TEXTAUSZUG:
┌──

Der Lehrplan 21 führt zu Erfolgs- und Leistungsdruck
Diese Kritik äussern viele Lehrerinnen und Lehrer. Der Fokus auf den Output macht den Bildungserfolg messbar. Die Gefahr besteht darin, dass dies in der Öffentlichkeit häufig zur Forderung führt, dass man nun Ranglisten von guten und schlechten Lehrern erstellen sollte.
Es ist richtig, dass sich Lehrpersonen überlegen sollen, welcher ihr Anteil am Bildungserfolg ist; es ist aber ebenso wichtig zu sehen, dass der Unterricht selber nur einer von vielen Einflussfaktoren ist. Ein Lehrplan oder der Unterricht gibt keine Garantie, dass man etwas lernt – denn lernen muss jeder Mensch selber. Wahrlich keine neue Erkenntnis.
Eltern verstehen den Lehrplan 21 nicht
Es ist richtig, dass von Zeit zu Zeit eine breite gesellschaftliche Diskussion darüber geführt wird, was in der Schule stattfinden soll, denn Schule ist nicht Selbstzweck, sondern hat einen Auftrag, der ihr von der Gesellschaft gegeben wird. Ein Lehrplan gibt einen gewissen Rahmen vor, damit Schule nicht etwas Zufälliges wird. Er ist aber kein Instrument, das Eltern kennen müssen, um die Lehrpersonen kontrollieren zu können.

└──

BEREITGESTELLTE DATEN:
┌──

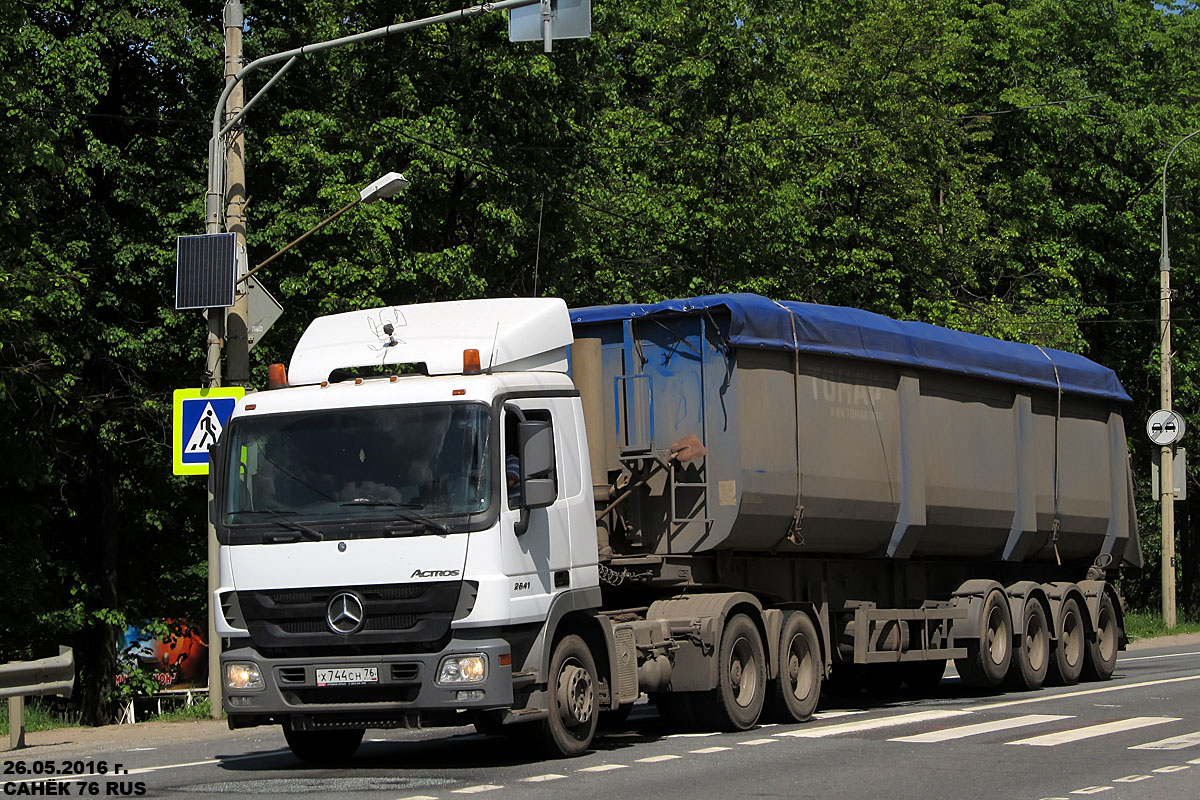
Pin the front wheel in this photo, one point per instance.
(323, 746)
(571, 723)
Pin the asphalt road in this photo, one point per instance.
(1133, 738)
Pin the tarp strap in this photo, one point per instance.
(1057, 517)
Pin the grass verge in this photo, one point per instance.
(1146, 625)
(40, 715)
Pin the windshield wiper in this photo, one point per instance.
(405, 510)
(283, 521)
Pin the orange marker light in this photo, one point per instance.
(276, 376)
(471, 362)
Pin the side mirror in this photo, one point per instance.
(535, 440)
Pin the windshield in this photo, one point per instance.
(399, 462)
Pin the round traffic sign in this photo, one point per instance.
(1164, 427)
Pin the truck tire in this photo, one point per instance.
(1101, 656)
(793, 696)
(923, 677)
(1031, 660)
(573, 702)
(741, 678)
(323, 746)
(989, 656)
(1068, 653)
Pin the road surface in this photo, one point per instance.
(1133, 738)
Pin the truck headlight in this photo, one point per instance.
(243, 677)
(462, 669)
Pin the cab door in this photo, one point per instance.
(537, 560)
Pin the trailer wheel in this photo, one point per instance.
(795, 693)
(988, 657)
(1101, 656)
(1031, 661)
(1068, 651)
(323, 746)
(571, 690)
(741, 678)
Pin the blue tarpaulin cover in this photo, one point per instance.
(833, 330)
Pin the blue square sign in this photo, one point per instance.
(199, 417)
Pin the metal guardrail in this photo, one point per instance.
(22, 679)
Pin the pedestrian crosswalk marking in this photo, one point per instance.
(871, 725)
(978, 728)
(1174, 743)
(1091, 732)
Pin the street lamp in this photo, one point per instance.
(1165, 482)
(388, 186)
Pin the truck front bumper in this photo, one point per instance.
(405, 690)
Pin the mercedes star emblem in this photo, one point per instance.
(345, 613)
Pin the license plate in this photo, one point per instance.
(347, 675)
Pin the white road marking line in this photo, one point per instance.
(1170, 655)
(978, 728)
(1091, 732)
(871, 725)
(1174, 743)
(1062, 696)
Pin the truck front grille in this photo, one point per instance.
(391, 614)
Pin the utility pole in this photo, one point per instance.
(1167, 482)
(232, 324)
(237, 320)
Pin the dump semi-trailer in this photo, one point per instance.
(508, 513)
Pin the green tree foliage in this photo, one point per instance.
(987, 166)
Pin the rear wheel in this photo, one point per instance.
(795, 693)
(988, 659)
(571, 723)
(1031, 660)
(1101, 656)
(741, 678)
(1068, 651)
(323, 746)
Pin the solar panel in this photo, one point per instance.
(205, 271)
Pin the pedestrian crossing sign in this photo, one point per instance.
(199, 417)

└──

AUFGABEN:
a. Erkläre in ein bis drei Sätzen, warum es laut dem Textauszug richtig ist, von Zeit zu Zeit breit darüber zu diskutieren, was in der Schule stattfinden soll.
b. Multipliziere im Abschnitt der Datensätze vom Anfang der Datensätze bis einschließlich der Zeile mit "(1057, 517)" jede Koordinate der Punkte mit 2,25 und runde auf ganze Zahlen, wobei ,5 aufgerundet wird. Gib nur diesen Abschnitt vollständig Zeile für Zeile wieder und lass die Bilder weg.

LÖSUNGEN:
a. Schule ist kein Selbstzweck. Sie hat einen Auftrag, der ihr von der Gesellschaft gegeben wird. Deshalb ist es richtig, dass die Gesellschaft von Zeit zu Zeit breit darüber diskutiert, was in der Schule stattfinden soll.

b.
Pin the front wheel in this photo, one point per instance.
(727, 1679)
(1285, 1627)
Pin the asphalt road in this photo, one point per instance.
(2549, 1661)
Pin the tarp strap in this photo, one point per instance.
(2378, 1163)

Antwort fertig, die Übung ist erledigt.